══ Trecho da página ══
Em 1997, em uma livraria, deparei com uma obra que me impactou e deixou horrorizado. Uma teóloga feminista havia escrito um livro no qual argumentava que as duas grandes “cruzes” que as mulheres católicas tinham de carregar eram — você já pode suspeitar — a oposição da Igreja à ordenação de mulheres e ao aborto. Eu mal podia acreditar que o pecado de blasfêmia pudesse chegar a tal nível, mas aquilo estava ali, diante dos meus olhos, e não era um pesadelo.
Não muito tempo depois, alguém me falou de uma mulher no Canadá que se referia ao aborto como algo “sacramental”. O abuso linguístico não é nada menos que luciferino. Na verdade, não pode haver nada de sagrado ou santificante no pecado, na destruição da vida e na autodestruição, assim como não pode haver nada de belo no demônio depois de sua rebelião. Os sacramentos existem para trazer vida aos homens. O aborto, por sua vez, deve ser chamado mais propriamente de o “antissacramento” por excelência, já que priva o ser humano não nascido da oportunidade de vir à luz, tanto natural quanto sobrenaturalmente.
═══
══ Material fornecido ══
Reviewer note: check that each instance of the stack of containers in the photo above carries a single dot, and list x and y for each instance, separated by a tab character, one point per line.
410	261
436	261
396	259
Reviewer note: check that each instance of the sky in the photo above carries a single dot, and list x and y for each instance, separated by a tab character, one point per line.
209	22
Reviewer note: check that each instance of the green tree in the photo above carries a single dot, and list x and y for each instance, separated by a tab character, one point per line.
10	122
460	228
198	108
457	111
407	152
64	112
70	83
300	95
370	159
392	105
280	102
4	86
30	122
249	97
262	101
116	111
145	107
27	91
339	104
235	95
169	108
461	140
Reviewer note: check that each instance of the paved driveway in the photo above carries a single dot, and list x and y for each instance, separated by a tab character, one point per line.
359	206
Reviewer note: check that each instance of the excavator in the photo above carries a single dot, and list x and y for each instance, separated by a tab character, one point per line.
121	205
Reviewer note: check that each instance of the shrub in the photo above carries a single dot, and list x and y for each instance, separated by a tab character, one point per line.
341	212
═══
Conjunto de exercícios
(a) Repita sem alterações a parte do texto sobre o aborto que começa em "Não muito tempo" e vai até "natural quanto sobrenaturalmente.".
(b) Extraia dos registros todas as linhas que contêm a palavra "driveway", diferenciando maiúsculas de minúsculas.

Respostas por tarefa
(a)
Não muito tempo depois, alguém me falou de uma mulher no Canadá que se referia ao aborto como algo “sacramental”. O abuso linguístico não é nada menos que luciferino. Na verdade, não pode haver nada de sagrado ou santificante no pecado, na destruição da vida e na autodestruição, assim como não pode haver nada de belo no demônio depois de sua rebelião. Os sacramentos existem para trazer vida aos homens. O aborto, por sua vez, deve ser chamado mais propriamente de o “antissacramento” por excelência, já que priva o ser humano não nascido da oportunidade de vir à luz, tanto natural quanto sobrenaturalmente.

(b)
Reviewer note: check that each instance of the paved driveway in the photo above carries a single dot, and list x and y for each instance, separated by a tab character, one point per line.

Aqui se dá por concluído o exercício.